GOAL A
Return the excerpt from the Super Mario Bros. 3 text below, starting at "So imagine my" and ending at "of the screen?".

TEXT
— START —
As is implied and will become very evident in an upcoming Kirby Reverie, I'm very harsh and analytical when it comes to Nintendo remakes and their original. It all began some ten years back (wow!) when I was giddily anticipating the release of Super Mario 64 DS, only to find myself disappointed at the numerous changes within (despite the coolness of the new characters). That disappointment eventually morphed into a rigorous habit of studying Nintendo remakes and their numerous upgrades/downgrades, and I've found it rather scary as to what can turn me off.

So imagine my surprise when I downloaded Super Mario Bros. 3 on the Virtual Console one day and was kinda...sorta..stunned at how it was not the All-Stars version I grew up with on the SNES and GBA. I'm serious! I was playing an old-school Mario and couldn't have any fun at all because I was constantly comparing it to a remake! Holy cow, was that really the original Airship Theme? What the heck's up with Fire Mario being drenched in orange paint? Good god, what was that hideous graphical glitch constantly buzzing at the side of the screen?

Even with my current playthrough today, the struggle is very much real. Bear in mind that, yes, I still recognize the game's an all-time masterpiece and am able to have a jolly ol' time playing it while having various South Park episodes play in the background, but boy can I have trouble accepting this isn't the SMB3 from my childhood. In particular, those scrolling visual glitches I mentioned earlier still kinda piss me off. Apparently they have something to do with the memory for backgrounds and weren't too noticeable on the TVs of yesteryear. I guess Nintendo lacked foresight on this since it's plain as day on my flat-screen TV.
— END —
GOAL B
Report each line in the rows below that contains the string "flower", matching case exactly.

Records
— START —
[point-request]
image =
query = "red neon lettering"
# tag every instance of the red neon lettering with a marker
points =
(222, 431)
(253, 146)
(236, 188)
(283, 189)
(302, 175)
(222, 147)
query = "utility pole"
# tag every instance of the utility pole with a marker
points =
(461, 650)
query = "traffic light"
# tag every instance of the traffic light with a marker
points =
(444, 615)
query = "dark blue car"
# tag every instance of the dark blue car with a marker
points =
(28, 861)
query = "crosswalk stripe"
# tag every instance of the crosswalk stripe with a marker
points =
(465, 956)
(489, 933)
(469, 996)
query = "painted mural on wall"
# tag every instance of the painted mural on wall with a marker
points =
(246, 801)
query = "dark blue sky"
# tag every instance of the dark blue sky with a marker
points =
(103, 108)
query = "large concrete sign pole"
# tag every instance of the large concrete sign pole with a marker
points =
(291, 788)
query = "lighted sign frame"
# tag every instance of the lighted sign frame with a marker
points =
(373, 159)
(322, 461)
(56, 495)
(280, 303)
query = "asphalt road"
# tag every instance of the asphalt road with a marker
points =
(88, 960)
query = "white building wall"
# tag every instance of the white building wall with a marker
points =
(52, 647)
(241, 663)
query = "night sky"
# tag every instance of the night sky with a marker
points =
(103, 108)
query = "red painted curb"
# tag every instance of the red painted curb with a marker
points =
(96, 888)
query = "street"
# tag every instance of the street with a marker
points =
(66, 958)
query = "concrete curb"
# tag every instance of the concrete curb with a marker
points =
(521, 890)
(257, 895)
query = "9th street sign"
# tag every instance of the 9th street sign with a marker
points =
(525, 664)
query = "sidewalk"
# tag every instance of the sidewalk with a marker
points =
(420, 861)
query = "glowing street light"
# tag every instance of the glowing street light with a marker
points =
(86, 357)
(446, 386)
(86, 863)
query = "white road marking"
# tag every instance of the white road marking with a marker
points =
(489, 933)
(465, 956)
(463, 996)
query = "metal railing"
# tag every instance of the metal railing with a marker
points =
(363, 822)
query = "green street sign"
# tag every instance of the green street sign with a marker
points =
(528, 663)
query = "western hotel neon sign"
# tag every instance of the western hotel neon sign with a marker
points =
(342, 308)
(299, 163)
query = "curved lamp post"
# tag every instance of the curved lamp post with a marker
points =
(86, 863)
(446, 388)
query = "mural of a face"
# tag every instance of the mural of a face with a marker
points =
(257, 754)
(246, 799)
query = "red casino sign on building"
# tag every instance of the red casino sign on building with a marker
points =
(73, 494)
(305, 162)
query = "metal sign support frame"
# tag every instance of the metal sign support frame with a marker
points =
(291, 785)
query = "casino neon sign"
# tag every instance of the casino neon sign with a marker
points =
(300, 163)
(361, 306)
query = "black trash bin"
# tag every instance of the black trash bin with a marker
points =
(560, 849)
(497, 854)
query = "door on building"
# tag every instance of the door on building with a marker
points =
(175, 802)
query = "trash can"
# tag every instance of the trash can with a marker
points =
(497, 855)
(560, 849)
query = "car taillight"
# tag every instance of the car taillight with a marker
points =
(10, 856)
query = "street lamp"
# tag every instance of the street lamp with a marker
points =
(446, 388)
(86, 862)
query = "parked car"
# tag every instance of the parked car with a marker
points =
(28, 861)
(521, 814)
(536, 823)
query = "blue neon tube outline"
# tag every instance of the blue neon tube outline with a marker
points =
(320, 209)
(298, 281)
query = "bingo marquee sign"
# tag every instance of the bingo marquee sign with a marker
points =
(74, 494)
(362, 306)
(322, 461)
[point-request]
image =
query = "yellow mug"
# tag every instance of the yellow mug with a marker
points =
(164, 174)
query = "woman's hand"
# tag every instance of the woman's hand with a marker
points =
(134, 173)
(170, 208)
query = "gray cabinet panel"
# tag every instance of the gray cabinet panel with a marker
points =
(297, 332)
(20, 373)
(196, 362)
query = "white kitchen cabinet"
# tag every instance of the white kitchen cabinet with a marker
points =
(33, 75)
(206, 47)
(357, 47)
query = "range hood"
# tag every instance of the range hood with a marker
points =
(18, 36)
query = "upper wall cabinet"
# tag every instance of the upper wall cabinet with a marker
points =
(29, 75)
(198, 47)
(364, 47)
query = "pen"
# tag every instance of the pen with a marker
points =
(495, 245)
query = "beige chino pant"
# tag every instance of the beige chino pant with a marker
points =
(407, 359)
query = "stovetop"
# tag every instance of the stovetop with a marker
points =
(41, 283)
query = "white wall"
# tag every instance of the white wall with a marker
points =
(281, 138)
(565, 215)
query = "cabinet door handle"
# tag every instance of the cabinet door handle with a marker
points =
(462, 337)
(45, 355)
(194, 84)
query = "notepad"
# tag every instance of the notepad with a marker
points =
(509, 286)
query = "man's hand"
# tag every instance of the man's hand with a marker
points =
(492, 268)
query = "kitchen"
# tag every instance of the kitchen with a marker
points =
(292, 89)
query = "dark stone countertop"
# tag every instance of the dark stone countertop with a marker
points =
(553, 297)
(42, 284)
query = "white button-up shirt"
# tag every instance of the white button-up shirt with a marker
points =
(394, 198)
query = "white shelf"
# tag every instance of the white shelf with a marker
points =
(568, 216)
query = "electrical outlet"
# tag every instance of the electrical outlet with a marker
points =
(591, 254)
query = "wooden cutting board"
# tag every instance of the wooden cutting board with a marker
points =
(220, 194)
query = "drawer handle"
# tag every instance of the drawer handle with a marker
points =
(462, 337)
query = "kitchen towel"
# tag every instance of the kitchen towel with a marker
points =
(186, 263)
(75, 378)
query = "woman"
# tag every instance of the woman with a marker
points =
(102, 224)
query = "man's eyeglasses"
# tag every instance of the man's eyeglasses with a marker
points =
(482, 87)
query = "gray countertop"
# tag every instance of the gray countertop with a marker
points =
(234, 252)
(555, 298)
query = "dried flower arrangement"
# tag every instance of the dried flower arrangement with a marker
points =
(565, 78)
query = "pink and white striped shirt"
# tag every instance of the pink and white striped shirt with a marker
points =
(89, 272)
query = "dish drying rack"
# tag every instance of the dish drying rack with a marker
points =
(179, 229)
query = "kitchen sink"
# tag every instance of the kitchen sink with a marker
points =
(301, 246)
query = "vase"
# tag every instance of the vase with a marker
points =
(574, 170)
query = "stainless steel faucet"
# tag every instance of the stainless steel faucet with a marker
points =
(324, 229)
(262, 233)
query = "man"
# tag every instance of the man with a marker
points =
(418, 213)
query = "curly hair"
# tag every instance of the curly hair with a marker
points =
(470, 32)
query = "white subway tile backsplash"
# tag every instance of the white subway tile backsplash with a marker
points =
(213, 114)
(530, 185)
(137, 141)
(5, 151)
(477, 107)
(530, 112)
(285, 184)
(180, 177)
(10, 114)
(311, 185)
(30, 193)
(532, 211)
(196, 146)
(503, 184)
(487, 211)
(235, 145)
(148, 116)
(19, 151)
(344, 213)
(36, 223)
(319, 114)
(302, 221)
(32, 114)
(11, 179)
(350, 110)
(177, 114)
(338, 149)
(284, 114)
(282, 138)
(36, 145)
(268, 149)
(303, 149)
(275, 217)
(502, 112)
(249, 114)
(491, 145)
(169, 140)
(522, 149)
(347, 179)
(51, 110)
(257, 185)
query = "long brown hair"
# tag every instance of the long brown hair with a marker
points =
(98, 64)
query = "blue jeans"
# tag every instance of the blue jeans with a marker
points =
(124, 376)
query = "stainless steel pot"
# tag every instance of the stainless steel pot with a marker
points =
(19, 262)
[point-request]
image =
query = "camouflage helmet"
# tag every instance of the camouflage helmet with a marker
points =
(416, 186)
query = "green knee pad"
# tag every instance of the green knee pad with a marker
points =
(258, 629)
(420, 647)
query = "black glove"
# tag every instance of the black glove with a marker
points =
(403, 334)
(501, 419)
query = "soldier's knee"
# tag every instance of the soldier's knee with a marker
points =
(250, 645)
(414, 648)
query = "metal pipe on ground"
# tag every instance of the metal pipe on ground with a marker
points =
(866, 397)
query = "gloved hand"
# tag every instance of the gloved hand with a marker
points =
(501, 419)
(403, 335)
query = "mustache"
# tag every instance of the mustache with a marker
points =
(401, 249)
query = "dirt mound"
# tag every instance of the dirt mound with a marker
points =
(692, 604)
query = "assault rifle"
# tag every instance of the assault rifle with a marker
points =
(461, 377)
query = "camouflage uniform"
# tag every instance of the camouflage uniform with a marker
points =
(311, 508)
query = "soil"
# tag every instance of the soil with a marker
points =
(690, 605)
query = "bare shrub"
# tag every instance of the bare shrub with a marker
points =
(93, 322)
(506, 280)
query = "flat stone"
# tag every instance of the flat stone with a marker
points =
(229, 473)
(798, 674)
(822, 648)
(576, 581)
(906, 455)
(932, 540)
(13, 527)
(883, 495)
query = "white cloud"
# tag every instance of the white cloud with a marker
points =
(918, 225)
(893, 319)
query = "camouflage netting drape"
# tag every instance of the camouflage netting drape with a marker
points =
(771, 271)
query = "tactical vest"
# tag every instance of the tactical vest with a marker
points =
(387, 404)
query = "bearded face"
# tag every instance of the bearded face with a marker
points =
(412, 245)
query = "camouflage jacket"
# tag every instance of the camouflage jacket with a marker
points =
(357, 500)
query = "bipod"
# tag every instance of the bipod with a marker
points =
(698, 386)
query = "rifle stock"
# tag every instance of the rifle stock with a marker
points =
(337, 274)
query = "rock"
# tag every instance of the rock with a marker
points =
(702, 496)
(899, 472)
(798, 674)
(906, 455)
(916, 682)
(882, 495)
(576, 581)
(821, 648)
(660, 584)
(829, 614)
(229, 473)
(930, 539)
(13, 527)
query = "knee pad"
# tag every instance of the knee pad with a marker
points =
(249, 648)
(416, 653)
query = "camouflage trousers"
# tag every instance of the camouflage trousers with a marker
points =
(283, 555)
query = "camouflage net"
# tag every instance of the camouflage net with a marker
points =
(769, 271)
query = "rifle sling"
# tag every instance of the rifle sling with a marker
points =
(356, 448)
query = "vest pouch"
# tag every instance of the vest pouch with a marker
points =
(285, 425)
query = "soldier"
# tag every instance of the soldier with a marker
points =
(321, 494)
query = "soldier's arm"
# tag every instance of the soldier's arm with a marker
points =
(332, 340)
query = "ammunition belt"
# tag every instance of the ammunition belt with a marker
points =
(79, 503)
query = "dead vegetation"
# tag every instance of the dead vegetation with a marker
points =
— END —
WORKED ANSWER A
So imagine my surprise when I downloaded Super Mario Bros. 3 on the Virtual Console one day and was kinda...sorta..stunned at how it was not the All-Stars version I grew up with on the SNES and GBA. I'm serious! I was playing an old-school Mario and couldn't have any fun at all because I was constantly comparing it to a remake! Holy cow, was that really the original Airship Theme? What the heck's up with Fire Mario being drenched in orange paint? Good god, what was that hideous graphical glitch constantly buzzing at the side of the screen?

WORKED ANSWER B
query = "dried flower arrangement"
# tag every instance of the dried flower arrangement with a marker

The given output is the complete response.